[Stated goal]
Reproduce verbatim the passage of the Ijesha North politics article that begins at "For years, conversations" and stops after "constituency remain sidelined.".

[Page extract]
◆ ◆ ◆ ◆ ◆ ◆ ◆
Ijesha North Politics: The Hypocrisy, The Memory of the People, and the Future of Our Representation

 

By Fayao Saheed


One major problem with politics in Ijesha North today is that too many people want the public to forget history too quickly.


You cannot support a political structure yesterday, defend it publicly, mobilise for it during elections, and then suddenly wake up today presenting yourself as the face of resistance against that same arrangement simply because political interests no longer align in your favour.


The people of Ijesha North are watching, and many of us still remember.


For years, conversations around power balance, fair representation, and the Oriade agenda have existed long before today’s social media activism. Many individuals and groups consistently argued that no single political figure should dominate legislative representation endlessly while other qualified interests within the constituency remain sidelined.


Yet, in 2023, many of the same people who now speak passionately about “change” openly worked to sustain the same political continuity they are condemning today. At that time, power shift suddenly became less important because personal political calculations and future expectations were involved.


That is the contradiction many people can cl

early see.


If the concern was genuinely about fairness and equitable representation, those principles should have remained consistent regardless of who benefited politically. Principles lose their credibility when they only appear after personal ambitions fail.


The bitter truth is that a large percentage of political outrage in our environment is often driven more by disappointment than ideology.


When politicians and their supporters prioritise personal arrangements above collective interest, they should not expect the public to suddenly forget those decisions because the alliance later collapsed.


What makes this even more ironic is that while many people now speak emotionally about protecting the future of Ijesha North politics, some of these same actors once ignored the broader interest of their own towns and communities in pursuit of political alignment and future ticket negotiations.
◆ ◆ ◆ ◆ ◆ ◆ ◆
[Entries shown]
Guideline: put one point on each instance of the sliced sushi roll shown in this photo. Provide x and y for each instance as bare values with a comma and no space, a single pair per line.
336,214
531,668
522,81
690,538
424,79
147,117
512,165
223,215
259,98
◆ ◆ ◆ ◆ ◆ ◆ ◆
[Response]
For years, conversations around power balance, fair representation, and the Oriade agenda have existed long before today’s social media activism. Many individuals and groups consistently argued that no single political figure should dominate legislative representation endlessly while other qualified interests within the constituency remain sidelined.